- DO THIS -
Reproduce every one of the following records verbatim, without changing anything.

(Items listed in a dataset)
□ □ □ □
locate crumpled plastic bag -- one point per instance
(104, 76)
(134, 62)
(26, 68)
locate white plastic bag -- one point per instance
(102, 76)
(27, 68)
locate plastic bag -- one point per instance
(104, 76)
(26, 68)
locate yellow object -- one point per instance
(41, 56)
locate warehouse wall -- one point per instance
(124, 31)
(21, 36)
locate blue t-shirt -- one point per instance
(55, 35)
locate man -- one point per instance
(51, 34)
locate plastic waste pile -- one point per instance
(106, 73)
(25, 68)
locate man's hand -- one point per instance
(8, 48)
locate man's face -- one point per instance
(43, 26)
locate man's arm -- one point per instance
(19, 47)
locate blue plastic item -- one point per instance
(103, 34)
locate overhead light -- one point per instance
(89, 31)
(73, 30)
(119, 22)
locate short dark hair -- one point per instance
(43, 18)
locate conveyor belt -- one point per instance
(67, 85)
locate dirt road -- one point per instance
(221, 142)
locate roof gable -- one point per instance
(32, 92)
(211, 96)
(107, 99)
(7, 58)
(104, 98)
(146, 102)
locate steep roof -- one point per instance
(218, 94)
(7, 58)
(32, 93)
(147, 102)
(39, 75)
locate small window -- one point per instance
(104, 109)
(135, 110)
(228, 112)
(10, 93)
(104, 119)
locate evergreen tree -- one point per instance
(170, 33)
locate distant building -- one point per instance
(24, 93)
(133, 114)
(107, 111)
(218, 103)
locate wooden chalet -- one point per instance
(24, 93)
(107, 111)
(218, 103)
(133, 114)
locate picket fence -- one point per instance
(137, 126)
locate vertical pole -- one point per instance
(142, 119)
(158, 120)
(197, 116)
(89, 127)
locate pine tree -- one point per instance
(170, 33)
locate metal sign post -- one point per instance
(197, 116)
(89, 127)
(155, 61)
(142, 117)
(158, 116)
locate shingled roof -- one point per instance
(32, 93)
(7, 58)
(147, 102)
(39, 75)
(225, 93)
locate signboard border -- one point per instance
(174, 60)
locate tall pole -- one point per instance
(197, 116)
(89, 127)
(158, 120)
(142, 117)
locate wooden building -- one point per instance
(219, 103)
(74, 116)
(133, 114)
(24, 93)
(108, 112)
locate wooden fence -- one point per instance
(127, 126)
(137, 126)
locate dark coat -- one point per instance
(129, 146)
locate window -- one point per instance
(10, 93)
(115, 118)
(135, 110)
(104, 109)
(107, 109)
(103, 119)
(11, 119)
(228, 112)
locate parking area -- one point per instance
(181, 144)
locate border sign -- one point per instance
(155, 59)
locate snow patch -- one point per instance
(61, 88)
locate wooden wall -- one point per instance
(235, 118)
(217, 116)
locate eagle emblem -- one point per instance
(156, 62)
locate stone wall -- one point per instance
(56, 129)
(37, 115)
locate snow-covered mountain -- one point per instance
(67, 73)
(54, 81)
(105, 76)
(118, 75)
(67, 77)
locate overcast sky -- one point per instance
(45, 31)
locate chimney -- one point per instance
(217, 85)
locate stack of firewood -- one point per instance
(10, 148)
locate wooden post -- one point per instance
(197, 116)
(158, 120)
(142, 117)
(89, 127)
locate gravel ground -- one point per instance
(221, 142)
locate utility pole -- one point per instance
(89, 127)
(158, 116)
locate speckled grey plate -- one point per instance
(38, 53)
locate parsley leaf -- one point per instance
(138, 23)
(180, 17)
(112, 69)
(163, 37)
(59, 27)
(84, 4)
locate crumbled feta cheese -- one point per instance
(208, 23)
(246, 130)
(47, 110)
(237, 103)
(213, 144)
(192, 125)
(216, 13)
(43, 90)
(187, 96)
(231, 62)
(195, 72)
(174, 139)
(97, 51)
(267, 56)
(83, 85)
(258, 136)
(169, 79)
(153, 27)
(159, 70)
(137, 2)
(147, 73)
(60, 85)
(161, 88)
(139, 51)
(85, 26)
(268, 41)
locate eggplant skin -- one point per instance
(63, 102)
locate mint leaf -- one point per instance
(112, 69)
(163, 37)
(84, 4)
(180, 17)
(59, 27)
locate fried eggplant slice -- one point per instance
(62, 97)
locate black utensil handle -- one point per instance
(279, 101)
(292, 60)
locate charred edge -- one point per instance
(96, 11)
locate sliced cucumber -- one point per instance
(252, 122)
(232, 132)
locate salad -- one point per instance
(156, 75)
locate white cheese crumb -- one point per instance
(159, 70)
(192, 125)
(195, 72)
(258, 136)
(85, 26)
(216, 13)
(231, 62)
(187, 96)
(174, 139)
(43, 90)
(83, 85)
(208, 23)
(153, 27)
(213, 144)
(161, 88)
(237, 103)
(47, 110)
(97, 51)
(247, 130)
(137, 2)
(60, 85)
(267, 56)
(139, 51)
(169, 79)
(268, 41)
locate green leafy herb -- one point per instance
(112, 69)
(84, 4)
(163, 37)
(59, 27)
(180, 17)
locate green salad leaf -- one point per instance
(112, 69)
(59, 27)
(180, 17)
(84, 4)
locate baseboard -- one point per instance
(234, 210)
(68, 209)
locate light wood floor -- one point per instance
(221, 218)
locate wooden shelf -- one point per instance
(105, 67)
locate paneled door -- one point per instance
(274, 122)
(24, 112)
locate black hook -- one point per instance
□ □ □ □
- RESPONSE -
locate crumpled plastic bag -- one point per instance
(104, 76)
(134, 62)
(26, 68)
locate white plastic bag -- one point per instance
(102, 76)
(27, 68)
locate plastic bag -- one point per instance
(104, 76)
(26, 68)
locate yellow object -- one point per instance
(41, 56)
locate warehouse wall -- one point per instance
(124, 31)
(21, 36)
locate blue t-shirt -- one point per instance
(55, 35)
locate man -- one point per instance
(51, 34)
locate plastic waste pile -- one point per instance
(106, 73)
(25, 68)
locate man's hand -- one point per instance
(8, 48)
locate man's face -- one point per instance
(43, 26)
locate man's arm -- one point per instance
(19, 47)
locate blue plastic item -- one point per instance
(103, 34)
locate overhead light -- one point per instance
(89, 31)
(73, 30)
(119, 22)
locate short dark hair -- one point per instance
(43, 18)
locate conveyor belt -- one point per instance
(67, 85)
locate dirt road -- one point per instance
(221, 142)
locate roof gable -- one point per instance
(32, 92)
(211, 96)
(107, 99)
(7, 58)
(104, 98)
(146, 102)
locate steep roof -- one point per instance
(218, 94)
(7, 58)
(32, 93)
(147, 102)
(39, 75)
locate small window -- one point per instance
(104, 109)
(135, 110)
(228, 112)
(10, 93)
(104, 119)
locate evergreen tree -- one point per instance
(170, 33)
locate distant building -- one point per instance
(24, 93)
(133, 114)
(107, 111)
(218, 103)
locate wooden chalet -- one point per instance
(24, 93)
(107, 111)
(218, 103)
(133, 114)
locate picket fence -- one point per instance
(137, 126)
locate vertical pole -- one point per instance
(142, 119)
(158, 120)
(197, 116)
(89, 127)
locate pine tree -- one point per instance
(170, 33)
locate metal sign post -- one point per instance
(197, 116)
(89, 127)
(155, 61)
(142, 117)
(158, 116)
locate shingled roof -- one point per instance
(32, 93)
(7, 58)
(147, 102)
(39, 75)
(225, 93)
locate signboard border -- one point per instance
(174, 60)
locate tall pole -- one point per instance
(197, 116)
(89, 127)
(158, 120)
(142, 117)
locate wooden building -- one point per instance
(219, 103)
(74, 116)
(133, 114)
(24, 93)
(108, 112)
locate wooden fence -- one point per instance
(127, 126)
(137, 126)
locate dark coat -- one point per instance
(129, 146)
locate window -- one point per instance
(10, 93)
(115, 118)
(135, 110)
(104, 109)
(107, 109)
(103, 119)
(11, 119)
(228, 112)
locate parking area -- one point per instance
(181, 144)
locate border sign -- one point per instance
(155, 59)
locate snow patch -- one point per instance
(61, 88)
locate wooden wall -- one point per instance
(235, 118)
(217, 116)
locate eagle emblem -- one point per instance
(156, 62)
locate stone wall -- one point per instance
(56, 129)
(37, 115)
locate snow-covered mountain -- one point per instance
(67, 73)
(54, 81)
(105, 76)
(118, 75)
(67, 77)
locate overcast sky -- one point per instance
(45, 31)
locate chimney -- one point per instance
(217, 85)
locate stack of firewood -- one point per instance
(10, 148)
locate wooden post -- one point per instance
(197, 116)
(158, 120)
(142, 117)
(89, 127)
locate gravel ground -- one point per instance
(221, 142)
locate utility pole -- one point per instance
(89, 127)
(158, 116)
locate speckled grey plate -- one point per instance
(38, 53)
locate parsley leaf -- one point per instance
(138, 23)
(180, 17)
(112, 69)
(163, 37)
(59, 27)
(84, 4)
locate crumbled feta cheese -- one point per instance
(208, 23)
(246, 130)
(47, 110)
(237, 103)
(213, 144)
(192, 125)
(216, 13)
(43, 90)
(187, 96)
(231, 62)
(195, 72)
(174, 139)
(97, 51)
(267, 56)
(83, 85)
(258, 136)
(169, 79)
(153, 27)
(159, 70)
(137, 2)
(147, 73)
(60, 85)
(161, 88)
(139, 51)
(85, 26)
(268, 41)
locate eggplant skin -- one point per instance
(63, 102)
locate mint leaf -- one point per instance
(112, 69)
(163, 37)
(84, 4)
(180, 17)
(59, 27)
locate fried eggplant slice -- one point per instance
(62, 97)
locate black utensil handle -- one point per instance
(279, 101)
(292, 60)
locate charred edge -- one point per instance
(96, 11)
locate sliced cucumber -- one point per instance
(252, 122)
(232, 132)
locate salad -- one point per instance
(156, 75)
locate white cheese crumb -- one point per instance
(159, 70)
(192, 125)
(195, 72)
(258, 136)
(85, 26)
(216, 13)
(231, 62)
(187, 96)
(174, 139)
(43, 90)
(83, 85)
(208, 23)
(153, 27)
(213, 144)
(161, 88)
(237, 103)
(47, 110)
(97, 51)
(247, 130)
(137, 2)
(60, 85)
(267, 56)
(139, 51)
(169, 79)
(268, 41)
locate green leafy herb -- one point per instance
(112, 69)
(84, 4)
(163, 37)
(59, 27)
(180, 17)
locate green salad leaf -- one point per instance
(112, 69)
(59, 27)
(180, 17)
(84, 4)
locate baseboard -- one point per instance
(234, 210)
(68, 209)
locate light wood floor -- one point per instance
(221, 218)
locate wooden shelf -- one point per instance
(105, 67)
locate paneled door -- one point per instance
(274, 122)
(24, 112)
locate black hook -- one point per instance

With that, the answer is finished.